**EXERCISE TASK:**
Set down each record below precisely, skipping the pictures.

**SOURCE RECORDS:**
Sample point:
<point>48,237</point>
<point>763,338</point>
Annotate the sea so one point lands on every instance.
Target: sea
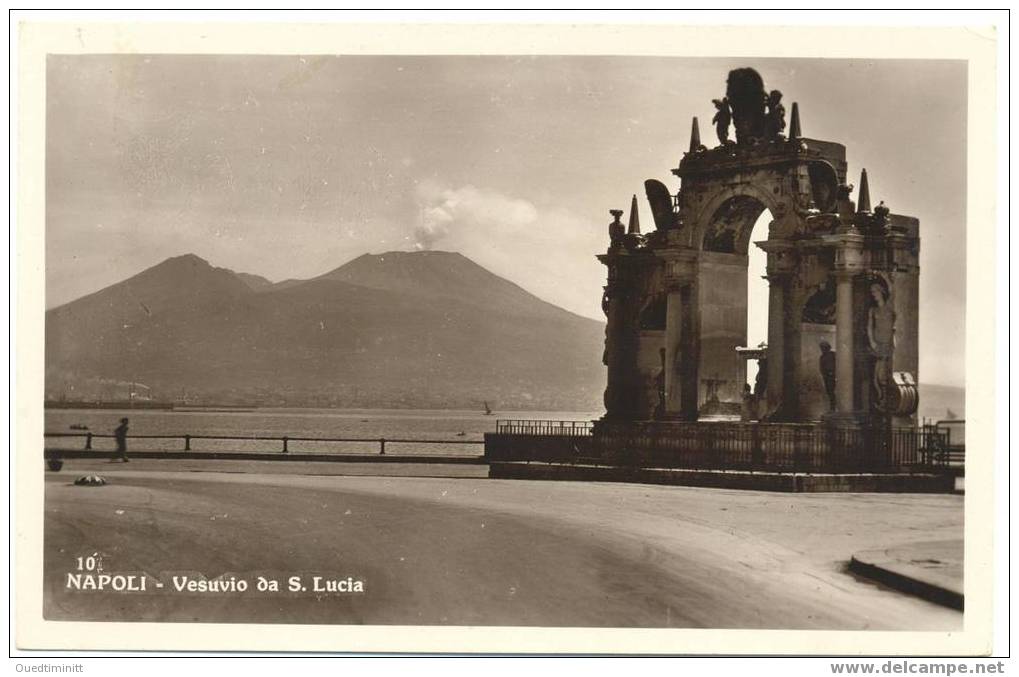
<point>462,432</point>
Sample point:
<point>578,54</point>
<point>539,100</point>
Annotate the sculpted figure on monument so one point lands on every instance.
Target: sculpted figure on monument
<point>615,229</point>
<point>880,336</point>
<point>722,118</point>
<point>774,124</point>
<point>826,365</point>
<point>745,92</point>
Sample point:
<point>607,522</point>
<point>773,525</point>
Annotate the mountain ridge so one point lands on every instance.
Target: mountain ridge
<point>421,328</point>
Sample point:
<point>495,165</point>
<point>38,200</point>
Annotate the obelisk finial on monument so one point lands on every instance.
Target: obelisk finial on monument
<point>863,201</point>
<point>794,124</point>
<point>634,228</point>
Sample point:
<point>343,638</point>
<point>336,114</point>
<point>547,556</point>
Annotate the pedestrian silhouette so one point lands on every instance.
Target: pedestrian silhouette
<point>120,433</point>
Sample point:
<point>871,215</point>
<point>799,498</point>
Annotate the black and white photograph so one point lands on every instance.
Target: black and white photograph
<point>550,341</point>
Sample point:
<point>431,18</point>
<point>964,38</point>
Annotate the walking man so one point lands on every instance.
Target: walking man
<point>120,433</point>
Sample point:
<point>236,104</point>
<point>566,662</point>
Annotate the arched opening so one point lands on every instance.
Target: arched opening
<point>734,303</point>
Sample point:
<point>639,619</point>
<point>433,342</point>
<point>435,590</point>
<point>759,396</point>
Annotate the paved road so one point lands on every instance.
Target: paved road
<point>479,552</point>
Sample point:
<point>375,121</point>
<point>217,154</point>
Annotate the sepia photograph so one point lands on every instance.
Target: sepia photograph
<point>547,341</point>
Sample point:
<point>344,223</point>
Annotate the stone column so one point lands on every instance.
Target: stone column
<point>681,342</point>
<point>775,341</point>
<point>844,344</point>
<point>848,263</point>
<point>674,348</point>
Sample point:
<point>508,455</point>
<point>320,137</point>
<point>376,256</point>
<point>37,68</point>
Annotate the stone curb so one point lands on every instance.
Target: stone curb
<point>900,578</point>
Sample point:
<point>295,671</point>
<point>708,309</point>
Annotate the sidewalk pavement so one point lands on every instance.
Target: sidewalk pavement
<point>932,570</point>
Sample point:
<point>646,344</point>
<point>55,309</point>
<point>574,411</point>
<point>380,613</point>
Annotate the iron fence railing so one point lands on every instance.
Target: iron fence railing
<point>186,443</point>
<point>529,426</point>
<point>774,447</point>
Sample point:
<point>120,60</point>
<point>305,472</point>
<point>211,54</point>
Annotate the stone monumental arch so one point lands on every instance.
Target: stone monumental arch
<point>840,272</point>
<point>836,389</point>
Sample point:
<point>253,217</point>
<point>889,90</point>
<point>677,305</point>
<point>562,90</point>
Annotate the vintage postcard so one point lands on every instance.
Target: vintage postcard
<point>528,339</point>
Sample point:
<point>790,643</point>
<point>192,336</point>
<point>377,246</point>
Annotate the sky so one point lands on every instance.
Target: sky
<point>289,166</point>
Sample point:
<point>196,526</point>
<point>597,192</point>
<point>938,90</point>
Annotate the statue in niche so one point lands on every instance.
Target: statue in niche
<point>760,383</point>
<point>819,308</point>
<point>615,229</point>
<point>745,92</point>
<point>880,336</point>
<point>659,381</point>
<point>774,123</point>
<point>826,364</point>
<point>722,118</point>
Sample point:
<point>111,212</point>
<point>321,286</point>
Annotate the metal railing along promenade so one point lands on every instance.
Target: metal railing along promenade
<point>87,441</point>
<point>737,446</point>
<point>528,426</point>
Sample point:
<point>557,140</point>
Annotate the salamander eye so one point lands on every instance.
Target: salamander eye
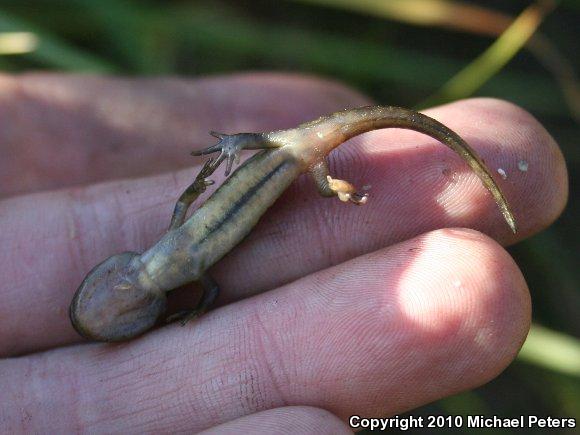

**OUTPUT OF THE EXERCISE:**
Sample point:
<point>48,237</point>
<point>763,338</point>
Annotate the sea so one point lands on every instance.
Target: sea
<point>462,432</point>
Sample point:
<point>578,54</point>
<point>539,100</point>
Annotate the sculpted figure on monument so one point lands on every instance.
Target: sculpted figure on monument
<point>615,229</point>
<point>880,336</point>
<point>722,118</point>
<point>774,124</point>
<point>826,365</point>
<point>745,92</point>
Sample point:
<point>607,522</point>
<point>773,525</point>
Annotate the mountain ridge so one point lands on every instance.
Target: mountain ridge
<point>421,328</point>
Sample point:
<point>495,165</point>
<point>38,200</point>
Annotate the obelisk finial on monument so one point lands on every instance.
Target: obelisk finial on monument
<point>863,201</point>
<point>794,124</point>
<point>634,228</point>
Sample point:
<point>343,638</point>
<point>336,114</point>
<point>547,556</point>
Annotate the pedestrian silhouette so one point lands on every instance.
Target: pedestrian silhouette
<point>120,433</point>
Sample point:
<point>871,215</point>
<point>799,498</point>
Annotate the black and white photograph so one point lands on every instance.
Target: black and white photograph
<point>550,341</point>
Sample point:
<point>431,18</point>
<point>964,38</point>
Annotate the walking man so one point lands on every instance.
Target: walking man
<point>120,433</point>
Sample point:
<point>236,104</point>
<point>566,662</point>
Annotate the arched opening so one point lands on every instance.
Target: arched opening
<point>734,303</point>
Sample point:
<point>639,619</point>
<point>433,342</point>
<point>435,590</point>
<point>759,396</point>
Annotate the paved road so one point lands on every instance.
Target: paved road
<point>479,552</point>
Sample point:
<point>375,121</point>
<point>217,154</point>
Annotate the sepia photograph so one point lands on every instance.
Target: sepia photograph
<point>547,341</point>
Sample point:
<point>344,223</point>
Annotate the stone column so one point lands on every instance.
Target: stone column
<point>681,342</point>
<point>775,341</point>
<point>844,344</point>
<point>848,263</point>
<point>674,348</point>
Sample point:
<point>508,455</point>
<point>320,137</point>
<point>376,256</point>
<point>37,68</point>
Annotate the stone curb so one point lands on every instance.
Target: stone curb
<point>900,578</point>
Sample point:
<point>295,671</point>
<point>708,309</point>
Annotate the sidewalk pavement so one point lands on every instance.
Target: sidewalk pavement
<point>932,570</point>
Sample point:
<point>646,344</point>
<point>55,309</point>
<point>574,411</point>
<point>380,613</point>
Annotate the iron fence railing so one point lands on every instance.
Target: iron fence railing
<point>186,443</point>
<point>529,426</point>
<point>774,447</point>
Sample point:
<point>120,60</point>
<point>305,472</point>
<point>211,54</point>
Annotate the stone monumental arch so one point lands on every instance.
Target: stone monumental arch
<point>840,272</point>
<point>836,389</point>
Sample point:
<point>253,217</point>
<point>889,90</point>
<point>677,305</point>
<point>562,90</point>
Annotate the vintage postcard so one point lands on every instance.
Target: vintage postcard
<point>528,339</point>
Sample point:
<point>790,643</point>
<point>192,336</point>
<point>377,246</point>
Annotate the sky so one point lands on every instance.
Target: sky
<point>289,166</point>
Sample point:
<point>196,526</point>
<point>597,192</point>
<point>938,90</point>
Annotate the statue in niche so one point lands on every instance.
Target: statue in niche
<point>760,383</point>
<point>819,308</point>
<point>615,229</point>
<point>745,92</point>
<point>880,336</point>
<point>659,381</point>
<point>774,123</point>
<point>826,364</point>
<point>722,118</point>
Sample point:
<point>111,212</point>
<point>321,286</point>
Annotate the metal railing along promenade so one point lands on every instance.
Target: metal railing along promenade
<point>87,441</point>
<point>737,446</point>
<point>528,426</point>
Sample point:
<point>557,140</point>
Annotate the salamander eye so one point lands on every instance.
Target: salamander eye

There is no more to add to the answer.